▶ **Passage provided**:
It cannot be doubted that the general provision of the common law, which requires any one in possession of information tending to convict an accused person, to tender that information on oath at the trial, is one consistent with sound policy; is one indispensable, indeed, to the righteous administration of justice. It is no less clear that the obligation of secresy which the canons of the Roman Catholic Church impose upon the priest who receives information under the seal of the confessional, is an obligation which goes directly in the teeth of this provision. The question then arises, Which is to yield, the law of the church or the law of the land? Are certain persons to be allowed to withhold evidence, or are we to fine and imprison them for withholding it? The issue is a nice one, and the argument is pretty evenly balanced. On the one hand it may be argued that the policy of the common law provision is obvious, and that

toleration' does not require us to recognise an obligation which conflicts with sound policy; on the other hand, that as the members of a Church tolerated by law are undoubtedly bound to undertake this obligation, and are liable to ecclesiastical punishment if they do not observe it, it is harsh and impolitic to compel them to break it, or to visit its observance with penalties. Is the common law provision so necessary to the preservation of public order that it must at all costs be enforced? Those who think that it is, do not violate the precepts of toleration when they insist on retaining it; for an enactment required by the necessities of the State cannot be relaxed, whatever amount of individual suffering it may occasion. But, so far as I can see, it is barely possible to answer the question in this way. It can hardly be seriously affirmed that,

should the law respect the obligation undertaken by a few Popish ecclesiastics, the tranquillity of the country would be endangered. The confessional is a characteristic and notorious feature of Romanism; and it may be plausibly urged that when we repealed the penal laws affecting Romanists, we implicitly affirmed that they were at liberty to put in motion the whole ecclesiastical machinery of their church. Are we to allow the Roman Catholic to resort to the confessional, or are we not? If we are (and there seems no sufficient reason why we should not), then we must not insist on imposing conditions which are inconsistent with its exercise. It is to be recollected, besides, that the information which the priest receives would not be obtained by him if the confessional did not exist. Abolish the confessional, and the priest, having nothing to communicate, would not be available as a witness. The secresy, therefore, which the church law requires, does not diminish the area from which evidence may be derived. The evidence in question is of an exceptional kind, created, so to speak, by the machinery of the Church itself, and ceasing to exist when that machinery is abolished. The law, therefore, cannot be said to suffer any injury-as it would do were it, for instance, an article of Romanism that no Romanist could, under any circumstances, tender evidence in a court of justice. Such a provision would actually exclude evidence that would otherwise be attainable, and that would exist although the entire Church organization were dissolved.

▶ **Work instructions**:
1. Can you rewrite the paragraph in the passage on the confessional that begins "It cannot be doubted" as a short bulleted list of its main points?
2. How would you extend the passage on the confessional beyond its final sentence, carrying its argument forward in one more paragraph?

(Stored items)
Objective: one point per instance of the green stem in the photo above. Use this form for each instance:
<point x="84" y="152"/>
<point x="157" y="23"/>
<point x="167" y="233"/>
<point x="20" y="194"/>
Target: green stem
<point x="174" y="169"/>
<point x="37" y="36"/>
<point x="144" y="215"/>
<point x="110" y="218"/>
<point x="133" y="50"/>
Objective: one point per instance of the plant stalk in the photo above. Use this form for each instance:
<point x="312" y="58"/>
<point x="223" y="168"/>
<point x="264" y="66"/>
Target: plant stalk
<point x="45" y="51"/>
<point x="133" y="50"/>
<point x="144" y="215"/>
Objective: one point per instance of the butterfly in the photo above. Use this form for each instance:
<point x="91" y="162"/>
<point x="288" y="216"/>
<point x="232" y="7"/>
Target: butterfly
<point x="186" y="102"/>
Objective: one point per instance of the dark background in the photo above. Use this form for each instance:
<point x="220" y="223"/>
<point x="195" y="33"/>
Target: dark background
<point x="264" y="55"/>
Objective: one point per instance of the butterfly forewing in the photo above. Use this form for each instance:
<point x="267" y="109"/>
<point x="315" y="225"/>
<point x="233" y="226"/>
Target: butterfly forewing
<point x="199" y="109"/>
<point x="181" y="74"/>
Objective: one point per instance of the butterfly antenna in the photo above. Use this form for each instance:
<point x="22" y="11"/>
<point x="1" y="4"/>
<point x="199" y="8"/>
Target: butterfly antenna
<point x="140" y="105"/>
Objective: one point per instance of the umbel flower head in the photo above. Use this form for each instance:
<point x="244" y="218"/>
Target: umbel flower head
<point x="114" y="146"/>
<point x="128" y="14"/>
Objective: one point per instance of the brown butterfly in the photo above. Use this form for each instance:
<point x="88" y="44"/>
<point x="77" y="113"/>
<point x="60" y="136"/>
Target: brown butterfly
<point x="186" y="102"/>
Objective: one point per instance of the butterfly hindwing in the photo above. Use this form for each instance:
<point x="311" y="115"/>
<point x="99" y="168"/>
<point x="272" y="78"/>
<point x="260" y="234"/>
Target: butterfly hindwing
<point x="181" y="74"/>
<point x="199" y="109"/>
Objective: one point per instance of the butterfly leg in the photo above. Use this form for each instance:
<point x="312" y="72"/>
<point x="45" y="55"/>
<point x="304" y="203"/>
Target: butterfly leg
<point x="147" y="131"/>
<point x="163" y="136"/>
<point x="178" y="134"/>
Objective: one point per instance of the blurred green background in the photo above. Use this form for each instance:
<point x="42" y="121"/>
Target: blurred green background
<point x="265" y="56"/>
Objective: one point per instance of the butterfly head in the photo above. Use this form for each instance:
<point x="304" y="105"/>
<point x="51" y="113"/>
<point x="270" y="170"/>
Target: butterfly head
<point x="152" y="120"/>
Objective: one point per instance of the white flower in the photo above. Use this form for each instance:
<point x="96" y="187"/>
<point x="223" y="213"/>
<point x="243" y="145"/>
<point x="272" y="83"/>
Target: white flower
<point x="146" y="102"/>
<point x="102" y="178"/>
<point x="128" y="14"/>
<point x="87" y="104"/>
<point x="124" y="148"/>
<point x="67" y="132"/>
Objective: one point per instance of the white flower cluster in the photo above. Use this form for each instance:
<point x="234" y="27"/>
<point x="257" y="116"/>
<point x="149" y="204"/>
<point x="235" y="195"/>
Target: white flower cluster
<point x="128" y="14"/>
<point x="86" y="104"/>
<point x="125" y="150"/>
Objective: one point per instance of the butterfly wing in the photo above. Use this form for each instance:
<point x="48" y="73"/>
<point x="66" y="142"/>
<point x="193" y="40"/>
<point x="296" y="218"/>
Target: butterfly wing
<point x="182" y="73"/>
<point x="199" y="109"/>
* * *
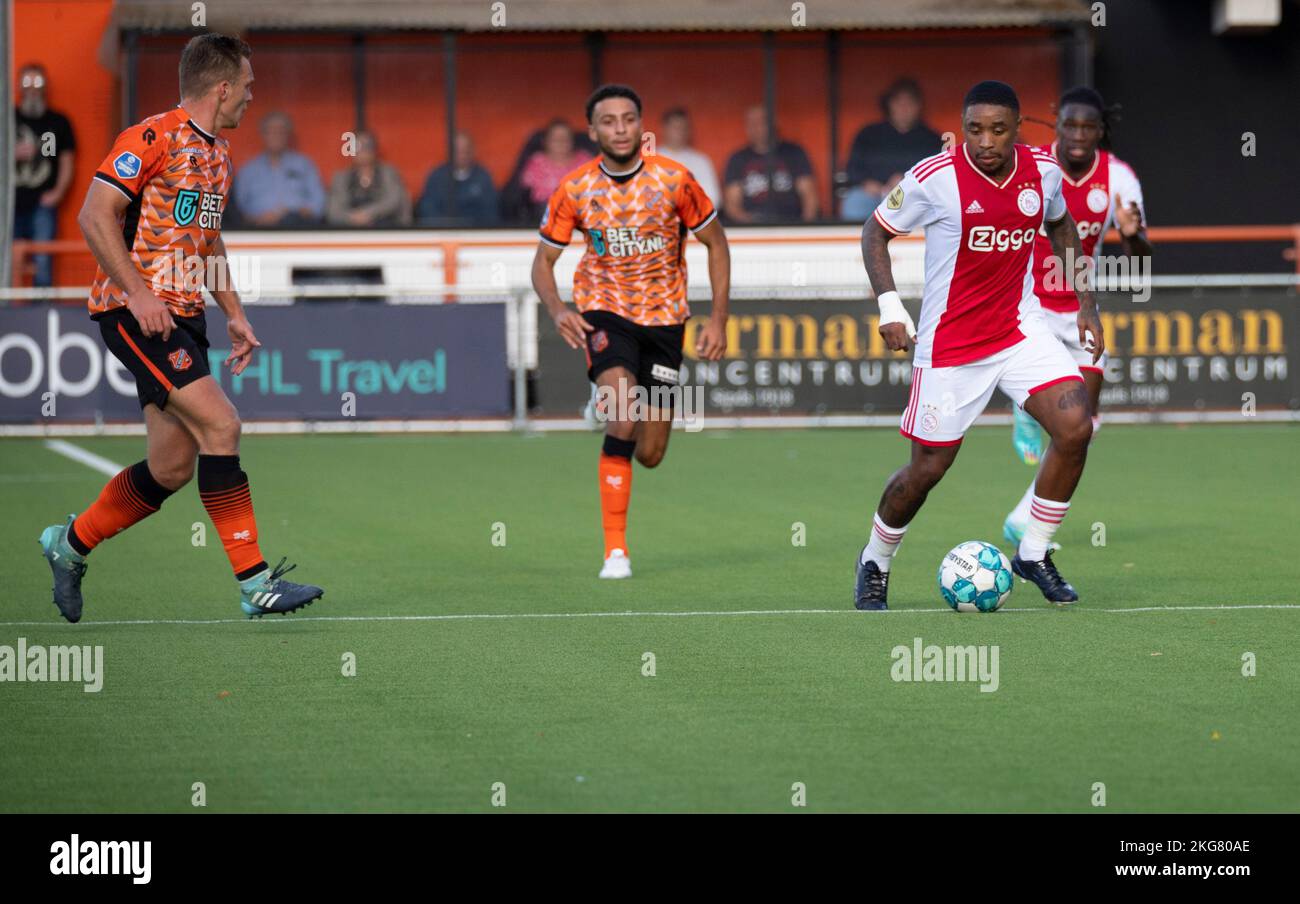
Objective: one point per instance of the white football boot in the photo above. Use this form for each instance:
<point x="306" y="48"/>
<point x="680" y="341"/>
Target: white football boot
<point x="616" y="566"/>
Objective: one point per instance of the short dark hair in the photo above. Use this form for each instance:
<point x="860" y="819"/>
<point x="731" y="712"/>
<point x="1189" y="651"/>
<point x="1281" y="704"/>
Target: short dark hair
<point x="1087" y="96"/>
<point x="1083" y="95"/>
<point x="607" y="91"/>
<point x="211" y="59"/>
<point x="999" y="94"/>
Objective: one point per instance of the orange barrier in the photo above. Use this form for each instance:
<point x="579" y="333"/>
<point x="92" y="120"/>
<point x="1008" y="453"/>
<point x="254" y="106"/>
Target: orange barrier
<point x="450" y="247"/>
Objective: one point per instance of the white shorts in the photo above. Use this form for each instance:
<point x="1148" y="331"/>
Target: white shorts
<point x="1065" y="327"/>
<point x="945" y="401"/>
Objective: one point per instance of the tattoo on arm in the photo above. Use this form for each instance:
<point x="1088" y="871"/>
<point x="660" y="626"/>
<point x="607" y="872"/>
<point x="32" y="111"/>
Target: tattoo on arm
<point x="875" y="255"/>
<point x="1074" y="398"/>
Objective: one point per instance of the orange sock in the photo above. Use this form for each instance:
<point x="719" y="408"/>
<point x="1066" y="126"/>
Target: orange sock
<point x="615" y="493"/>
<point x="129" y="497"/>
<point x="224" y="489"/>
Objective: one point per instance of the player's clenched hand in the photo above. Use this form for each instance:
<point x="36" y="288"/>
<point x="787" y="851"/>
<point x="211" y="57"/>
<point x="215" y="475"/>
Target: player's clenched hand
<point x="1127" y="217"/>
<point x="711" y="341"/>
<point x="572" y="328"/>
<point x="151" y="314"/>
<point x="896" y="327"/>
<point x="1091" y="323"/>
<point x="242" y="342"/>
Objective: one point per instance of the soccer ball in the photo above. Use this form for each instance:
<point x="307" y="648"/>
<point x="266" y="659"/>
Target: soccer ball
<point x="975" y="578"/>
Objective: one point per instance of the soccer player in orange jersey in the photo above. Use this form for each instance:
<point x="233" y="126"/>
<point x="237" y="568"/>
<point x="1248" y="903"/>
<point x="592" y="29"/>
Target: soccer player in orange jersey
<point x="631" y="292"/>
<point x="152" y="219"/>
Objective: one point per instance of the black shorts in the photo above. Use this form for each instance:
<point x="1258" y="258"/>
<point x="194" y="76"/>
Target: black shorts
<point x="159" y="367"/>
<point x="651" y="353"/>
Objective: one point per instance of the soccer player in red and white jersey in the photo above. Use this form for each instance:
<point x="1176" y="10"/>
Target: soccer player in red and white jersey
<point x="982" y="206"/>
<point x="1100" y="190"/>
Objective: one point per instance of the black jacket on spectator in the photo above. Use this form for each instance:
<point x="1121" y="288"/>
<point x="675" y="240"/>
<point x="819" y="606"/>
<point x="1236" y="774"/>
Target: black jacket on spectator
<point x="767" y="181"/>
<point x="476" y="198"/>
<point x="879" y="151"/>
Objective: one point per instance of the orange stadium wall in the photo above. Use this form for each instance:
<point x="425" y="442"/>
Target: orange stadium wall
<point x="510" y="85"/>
* * *
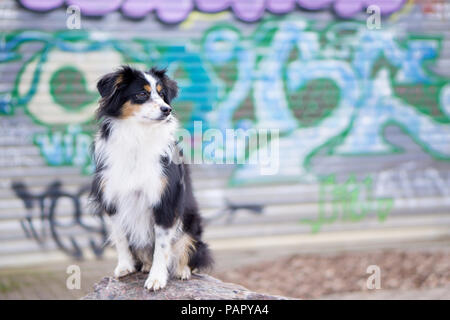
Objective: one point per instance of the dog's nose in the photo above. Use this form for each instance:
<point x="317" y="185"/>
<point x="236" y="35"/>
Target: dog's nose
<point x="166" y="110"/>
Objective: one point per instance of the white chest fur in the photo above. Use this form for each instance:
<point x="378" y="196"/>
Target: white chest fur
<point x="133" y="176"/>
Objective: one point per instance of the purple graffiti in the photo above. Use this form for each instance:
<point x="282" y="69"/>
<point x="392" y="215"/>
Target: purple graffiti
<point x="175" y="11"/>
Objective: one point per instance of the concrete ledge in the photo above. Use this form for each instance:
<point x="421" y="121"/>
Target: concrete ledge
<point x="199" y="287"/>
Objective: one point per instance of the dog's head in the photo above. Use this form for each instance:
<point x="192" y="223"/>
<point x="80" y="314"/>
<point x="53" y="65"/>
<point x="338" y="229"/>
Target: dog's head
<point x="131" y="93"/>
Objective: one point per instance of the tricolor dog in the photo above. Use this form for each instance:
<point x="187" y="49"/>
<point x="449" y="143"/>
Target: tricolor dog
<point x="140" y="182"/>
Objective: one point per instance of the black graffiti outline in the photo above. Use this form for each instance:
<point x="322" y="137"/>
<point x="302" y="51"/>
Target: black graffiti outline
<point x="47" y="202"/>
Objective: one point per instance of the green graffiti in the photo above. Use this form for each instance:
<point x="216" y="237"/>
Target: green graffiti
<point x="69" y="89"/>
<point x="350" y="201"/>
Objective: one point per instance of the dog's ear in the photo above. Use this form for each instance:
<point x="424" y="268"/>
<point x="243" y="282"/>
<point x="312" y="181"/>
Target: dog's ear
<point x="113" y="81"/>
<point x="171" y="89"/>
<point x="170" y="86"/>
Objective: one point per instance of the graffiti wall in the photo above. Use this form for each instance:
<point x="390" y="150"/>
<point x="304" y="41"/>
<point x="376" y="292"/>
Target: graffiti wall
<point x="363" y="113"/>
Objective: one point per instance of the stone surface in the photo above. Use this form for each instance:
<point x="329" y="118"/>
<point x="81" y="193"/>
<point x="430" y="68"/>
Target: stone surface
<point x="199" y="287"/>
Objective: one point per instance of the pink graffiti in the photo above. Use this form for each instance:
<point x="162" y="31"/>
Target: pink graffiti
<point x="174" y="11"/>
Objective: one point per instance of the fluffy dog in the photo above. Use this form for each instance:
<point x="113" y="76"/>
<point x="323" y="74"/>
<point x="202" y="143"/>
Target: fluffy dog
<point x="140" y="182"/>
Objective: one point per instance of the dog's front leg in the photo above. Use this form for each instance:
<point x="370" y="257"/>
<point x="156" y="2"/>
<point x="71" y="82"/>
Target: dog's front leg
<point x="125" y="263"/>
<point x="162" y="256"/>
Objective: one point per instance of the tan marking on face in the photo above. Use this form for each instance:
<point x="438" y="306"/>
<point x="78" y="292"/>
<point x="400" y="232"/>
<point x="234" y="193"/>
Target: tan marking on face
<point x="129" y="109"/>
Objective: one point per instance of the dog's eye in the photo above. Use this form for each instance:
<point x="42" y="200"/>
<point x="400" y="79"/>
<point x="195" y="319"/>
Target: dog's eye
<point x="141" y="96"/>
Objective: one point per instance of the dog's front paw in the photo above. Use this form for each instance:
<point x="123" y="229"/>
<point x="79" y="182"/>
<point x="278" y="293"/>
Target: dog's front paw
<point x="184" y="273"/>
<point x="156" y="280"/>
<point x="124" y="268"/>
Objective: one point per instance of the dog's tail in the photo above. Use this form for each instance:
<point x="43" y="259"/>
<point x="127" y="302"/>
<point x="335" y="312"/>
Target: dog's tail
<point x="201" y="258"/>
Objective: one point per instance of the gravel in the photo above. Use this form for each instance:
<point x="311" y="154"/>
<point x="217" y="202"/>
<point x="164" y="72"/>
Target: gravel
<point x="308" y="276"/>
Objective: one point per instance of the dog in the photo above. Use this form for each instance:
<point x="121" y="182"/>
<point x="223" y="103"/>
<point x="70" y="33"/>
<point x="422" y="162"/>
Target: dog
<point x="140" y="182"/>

▶ **Answers by task**:
1.
- The common law requires anyone with information tending to convict an accused person to give it on oath at the trial. This rule is sound policy and indispensable to justice.
- The canons of the Roman Catholic Church bind a priest to keep secret what he learns under the seal of the confessional. That obligation goes directly against the common law rule.
- This raises the question of which should yield, church law or the law of the land. Should certain persons be allowed to withhold evidence, or be fined and imprisoned for it?
- The argument is evenly balanced. Toleration need not recognize an obligation that conflicts with sound policy. Yet members of a tolerated Church are bound to that obligation under ecclesiastical punishment, so forcing them to break it is harsh and impolitic.
- The rule would have to be enforced at all costs only if public order depended on it. It can hardly be claimed that respecting the obligation of a few priests would endanger the country's tranquillity.
- Repealing the penal laws against Romanists arguably implied that they may use their church's whole ecclesiastical machinery. If the confessional is allowed, the law should not impose conditions inconsistent with it.
- The priest's information would not exist without the confessional, so its secrecy does not reduce the evidence available, and the law suffers no injury. A rule barring Romanists from ever giving evidence would be different, because it would exclude evidence that exists regardless of the Church.

2.
Admitting the difficulty of the question, it is at least pretty clear that the distinction which Mr. Justice Hall attempted to draw is not tenable. If we construe his observations aright, he appears to have intimated that the law would not require a priest to disclose statements made to him by a penitent in the confessional. Had the penitent only confessed that he was guilty of theft, the law would have protected the communication; when

he not merely confesses his guilt but delivers up the stolen property for restitution, the law takes away the privilege. It is needless to argue against legal subtleties; but Mr. Kelly's objection, that to declare from whom he received the stolen articles would be as truly a breach of the confidence of the confessional, would supply as strong a link of evidence against the accused, as though he were to repeat the exact words of the penitent's communication, undoubtedly commends itself to common sense and common fairness. If the secresy of the confessional be protected by law, then it is a mere quibble to argue that the protection is limited in the way Mr. Justice Hall attempts to define. Moreover, the dictates of obvious policy are against the limitation. A man acknowledges during confession that he has been guilty of theft: the priest makes it a condition of absolution that the property should be forthwith restored to its owner; but when the thief places it in his hands that it may be returned, he is obliged to decline, on the ground that the law will force him to disclose from whom he received it, or punish him if he does not.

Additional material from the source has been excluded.